Çin’i kuşatmaya çalışan “Asya’nın NATO’su” Quad veya AUKUS, Asya-Pasifik’in geleceğini tehdit ediyor.

Hint-Pasifik'in uğursuz çetesi

ABD, Japonya, Hindistan ve Avustralya'nın liderleri dün Washington'da ilk kez bir araya geldi.

Quad mekanizması "Özgür ve açık bir Hint-Pasifik bölgesi" iddialarına rağmen bölgeyi bölmek ve çeşitli güçleri Çin'e karşı kışkırtmakla meşgul. Washington zirvesi bu çatışma modeline yeni bir şekil vermek olarak görülebilir.
== == ==
**Verilen görev A:**
Quad mekanizmasını ele alan metni baştan sona aynen kopyalayın.
**Verilen görev B:**
Listede "Locate the white" ifadesini içeren satırdan listenin sonuna kadar, iki uç da dahil olmak üzere, satırları aynen tekrarlayın.
Metin ile liste birbirinden bağımsızdır.

Sınırlayıcı kutu verisinden alıntılar:
== == ==
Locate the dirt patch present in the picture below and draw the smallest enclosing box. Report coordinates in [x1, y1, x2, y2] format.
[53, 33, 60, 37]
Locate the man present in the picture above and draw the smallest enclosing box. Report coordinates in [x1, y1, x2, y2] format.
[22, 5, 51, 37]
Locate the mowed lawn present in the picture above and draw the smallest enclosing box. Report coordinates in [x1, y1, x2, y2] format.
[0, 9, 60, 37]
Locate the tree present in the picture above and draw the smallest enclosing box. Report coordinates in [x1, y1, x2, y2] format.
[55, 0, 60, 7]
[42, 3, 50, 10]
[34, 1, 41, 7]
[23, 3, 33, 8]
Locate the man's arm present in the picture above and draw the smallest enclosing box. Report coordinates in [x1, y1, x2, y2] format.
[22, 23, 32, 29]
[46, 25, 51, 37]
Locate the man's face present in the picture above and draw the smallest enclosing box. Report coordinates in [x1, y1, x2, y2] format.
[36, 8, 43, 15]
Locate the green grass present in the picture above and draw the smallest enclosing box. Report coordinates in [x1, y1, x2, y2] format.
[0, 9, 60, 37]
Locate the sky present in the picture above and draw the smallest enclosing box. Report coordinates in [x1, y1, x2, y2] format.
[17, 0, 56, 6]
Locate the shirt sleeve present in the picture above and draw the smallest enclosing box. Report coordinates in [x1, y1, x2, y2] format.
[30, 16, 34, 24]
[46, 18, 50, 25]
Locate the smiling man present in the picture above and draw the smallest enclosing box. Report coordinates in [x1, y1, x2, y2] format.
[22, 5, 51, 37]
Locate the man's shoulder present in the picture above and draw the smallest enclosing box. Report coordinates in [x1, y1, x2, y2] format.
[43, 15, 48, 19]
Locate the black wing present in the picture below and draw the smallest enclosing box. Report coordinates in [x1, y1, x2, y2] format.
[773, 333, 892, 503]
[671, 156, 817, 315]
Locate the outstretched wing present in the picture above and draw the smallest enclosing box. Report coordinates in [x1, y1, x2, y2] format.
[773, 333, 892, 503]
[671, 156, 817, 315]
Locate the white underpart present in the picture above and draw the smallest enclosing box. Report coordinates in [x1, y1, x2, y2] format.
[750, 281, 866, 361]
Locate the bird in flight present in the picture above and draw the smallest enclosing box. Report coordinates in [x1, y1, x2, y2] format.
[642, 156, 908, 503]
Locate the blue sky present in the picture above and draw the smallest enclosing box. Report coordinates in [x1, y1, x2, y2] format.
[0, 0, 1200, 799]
== == ==
**Tam yanıt A:**
Çin’i kuşatmaya çalışan “Asya’nın NATO’su” Quad veya AUKUS, Asya-Pasifik’in geleceğini tehdit ediyor.

Hint-Pasifik'in uğursuz çetesi

ABD, Japonya, Hindistan ve Avustralya'nın liderleri dün Washington'da ilk kez bir araya geldi.

Quad mekanizması "Özgür ve açık bir Hint-Pasifik bölgesi" iddialarına rağmen bölgeyi bölmek ve çeşitli güçleri Çin'e karşı kışkırtmakla meşgul. Washington zirvesi bu çatışma modeline yeni bir şekil vermek olarak görülebilir.

**Tam yanıt B:**
Locate the white underpart present in the picture above and draw the smallest enclosing box. Report coordinates in [x1, y1, x2, y2] format.
[750, 281, 866, 361]
Locate the bird in flight present in the picture above and draw the smallest enclosing box. Report coordinates in [x1, y1, x2, y2] format.
[642, 156, 908, 503]
Locate the blue sky present in the picture above and draw the smallest enclosing box. Report coordinates in [x1, y1, x2, y2] format.
[0, 0, 1200, 799]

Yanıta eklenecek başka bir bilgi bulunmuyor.